▶ [Passage provided]
After a while, she was a little fixated on her hair and asking me if she looked pretty in whatever she was wearing. As she got a little older, she's almost 6 now, her hair got longer and longer and the weight of it made the ringlets move farther down with the top part of her hair being wavy but not the ringlet look. She got upset but when I told her that it was still pretty, she looked at it and said yes she does love it anyway.
People still say they love her hair but it's not as effusive and she doesn't want to cut her hair yet and likes it the way it is.
She still likes to dress in dresses and look pretty, etc... but now she also loves and is proud of the other stuff she can do that has nothing to do with being pretty but with being smart or good at push ups or whatever.

There is a TV show that I love to watch and the majority of the people featured on it say they have never felt pretty. Their self esteem sucks and it overshadowed their lives because they just felt inferior to the people around them even though they have high powered careers or are really admired for their accomplishments. They really are pretty in different ways, some of them are truly beautiful, but they don't see it until they have a new haircut or clothes that complement their features instead of covering them completely. Every single person that I've seen on there feels good about themselves at the end and still look like themselves but instead of trying to hide, they step forward with a totally different attitude.
Like it or not, beauty and physical attractiveness are noticed first and if you feel unattractive it can really change your confidence in yourself.
I think how you feel about your looks is much more important than if you are conventionally beautiful.

I never was told I was pretty when I was growing up and even though I was intellectually "gifted" I still had a lack of confidence until I was older and my good friends found that out and helped me feel better about myself because they thought I was.


----------



## mntnmom (Sep 21, 2006)

In my experience it peaks at around 3 or 4

After that people feel a little more awkward about commenting, I think. I agree that cultivating not appearance related interests, and teaching her to accept praise graciously is probably the best. My "beautiful" dd is 8. She plays year round sports, and isn't really concerned about her looks!


----------



## beenmum (Nov 29, 2010)

I dont think we are encouraging our kids to say "Yes, I am smart too." But we are encouraging other people to stop focussing on just one part of them. Which is perfectly acceptable.

I also disagree that IQ is just as genetically determined. Their actual IQ may be somewhat inherited. But what they do with it is more defining. Some kids truely struggle with learning and stating that they have accomplished academic sucess is just as important as their looks.

Also, when your an adult, refocussing praise to something that you consider worthy is acceptable also. I get told I'm pretty. I would rather be told that I am a good mum, a good wife. That I make cute clothes etc. Not a one dimensional focus that I,as a person, had little to do with.


----------



## Mittsy (Dec 29, 2009)

We get that a lot here too. DD(6) is gorgeous, very petite(32lbs and 48"), black hair/dark brown eyes/light olive skin tone.... and she loves to wear dresses/skirts, frilly hair bows/headbands, necklaces, and lately nail polish. We're talking the epitome of a girly-girl. We hear it all the time starting from when she was a baby, I've had countless people tell me to put her in a pageant/modeling, but we refuse to do it. I just try to play up all her other attributes, other than beauty, as much as possible.

▶ [Given information]
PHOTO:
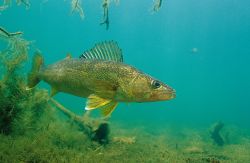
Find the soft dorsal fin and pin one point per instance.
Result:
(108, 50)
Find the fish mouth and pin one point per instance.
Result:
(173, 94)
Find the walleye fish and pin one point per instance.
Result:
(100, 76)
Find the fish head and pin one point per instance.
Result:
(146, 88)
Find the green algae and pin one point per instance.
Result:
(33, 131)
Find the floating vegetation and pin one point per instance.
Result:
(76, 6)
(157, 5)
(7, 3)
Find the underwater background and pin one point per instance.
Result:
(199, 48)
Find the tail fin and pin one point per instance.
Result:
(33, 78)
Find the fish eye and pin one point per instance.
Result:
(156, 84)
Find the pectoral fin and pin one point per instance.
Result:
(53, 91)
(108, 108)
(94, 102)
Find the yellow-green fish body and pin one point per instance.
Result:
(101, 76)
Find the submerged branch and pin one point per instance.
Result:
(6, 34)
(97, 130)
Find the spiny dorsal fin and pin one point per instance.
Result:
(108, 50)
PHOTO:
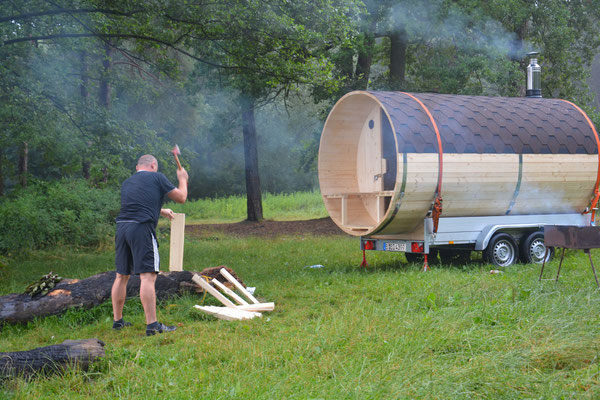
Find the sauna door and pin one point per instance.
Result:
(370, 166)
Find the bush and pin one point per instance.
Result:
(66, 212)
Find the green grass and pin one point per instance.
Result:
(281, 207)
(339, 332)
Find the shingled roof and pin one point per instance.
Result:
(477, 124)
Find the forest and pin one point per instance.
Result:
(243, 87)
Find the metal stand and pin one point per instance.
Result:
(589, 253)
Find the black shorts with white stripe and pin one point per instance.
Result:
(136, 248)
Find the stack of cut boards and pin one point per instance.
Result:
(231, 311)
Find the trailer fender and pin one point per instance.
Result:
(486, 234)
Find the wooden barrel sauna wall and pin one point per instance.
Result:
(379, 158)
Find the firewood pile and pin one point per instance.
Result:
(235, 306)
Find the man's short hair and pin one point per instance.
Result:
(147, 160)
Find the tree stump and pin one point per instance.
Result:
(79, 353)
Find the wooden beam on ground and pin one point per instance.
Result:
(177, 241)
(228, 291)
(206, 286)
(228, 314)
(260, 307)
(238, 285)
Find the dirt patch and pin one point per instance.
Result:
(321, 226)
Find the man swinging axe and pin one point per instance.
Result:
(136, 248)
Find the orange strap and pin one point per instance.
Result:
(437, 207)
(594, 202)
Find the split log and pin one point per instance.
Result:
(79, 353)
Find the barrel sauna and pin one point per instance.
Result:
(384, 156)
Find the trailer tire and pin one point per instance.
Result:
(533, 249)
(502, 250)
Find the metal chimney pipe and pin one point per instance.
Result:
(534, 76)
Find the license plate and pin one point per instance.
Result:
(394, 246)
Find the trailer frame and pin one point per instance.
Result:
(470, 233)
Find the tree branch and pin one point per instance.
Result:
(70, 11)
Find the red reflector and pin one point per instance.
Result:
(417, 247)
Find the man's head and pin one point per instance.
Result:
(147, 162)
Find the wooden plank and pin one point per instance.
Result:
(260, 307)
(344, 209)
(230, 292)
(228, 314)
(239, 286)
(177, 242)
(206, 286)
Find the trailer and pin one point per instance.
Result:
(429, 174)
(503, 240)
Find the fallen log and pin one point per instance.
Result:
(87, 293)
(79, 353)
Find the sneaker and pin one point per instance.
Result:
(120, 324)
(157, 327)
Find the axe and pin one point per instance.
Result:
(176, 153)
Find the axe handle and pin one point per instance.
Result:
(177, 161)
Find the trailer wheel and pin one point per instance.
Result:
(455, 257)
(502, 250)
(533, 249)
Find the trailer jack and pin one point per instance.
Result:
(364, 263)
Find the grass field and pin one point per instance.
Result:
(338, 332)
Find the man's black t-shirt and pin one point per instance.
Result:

▶ [About this task] Can you pick up the forum thread about praise for young daughters' looks and continue it from where it stops?

▶ [Solved problem]
----------



## NiteNicole (May 19, 2003)

Is this really a special circumstance? Don't most kids, especially girls, get this pretty much every time they leave the house (I have often thought how nice to be a little girl and have strangers tell you you're the most beautiful one in the world, reliably, a hundred times a day)? My daughter is five, we go to a park full of kids pretty much every day. I hear, "she's so beautiful, she has such beautiful hair" eleventy billion times and I probably say something similar back just as often. It's just how people talk about kids. Don't most parents think their children are exceptionally beautiful? I know I do.

There are worse things than my daughter growing up thinking she's beautiful and knowing her mother thinks she's beautiful.

For some people, beauty is a fact. Teach her to say thank you and move on. For some people, smart or athletic or funny are facts. If someone complimented your child on any of these, you'd just teach her to say thank you. Why should pretty be any different?


----------



## Cascadian (Jan 28, 2009)

*


----------



## rightkindofme (Apr 14, 2008)

Quote:


> Originally Posted by *NiteNicole*
> 
> Is this really a special circumstance? Don't most kids, especially girls, get this pretty much every time they leave the house (I have often thought how nice to be a little girl and have strangers tell you you're the most beautiful one in the world, reliably, a hundred times a day)? My daughter is five, we go to a park full of kids pretty much every day. I hear, "she's so beautiful, she has such beautiful hair" eleventy billion times and I probably say something similar back just as often. It's just how people talk about kids. Don't most parents think their children are exceptionally beautiful? I know I do.
> 
> ...


No. This is not universal. People don't comment on my second daughter being cute or beautiful. They say she is "sweet". It's dramatic. I put her in frillier girly stuff because I'm not as hung up on being gender neutral this time and people will occasionally tell me my son is handsome. That's about it. This is going to get awkward.


----------



## Monkey Keeper (Nov 20, 2009)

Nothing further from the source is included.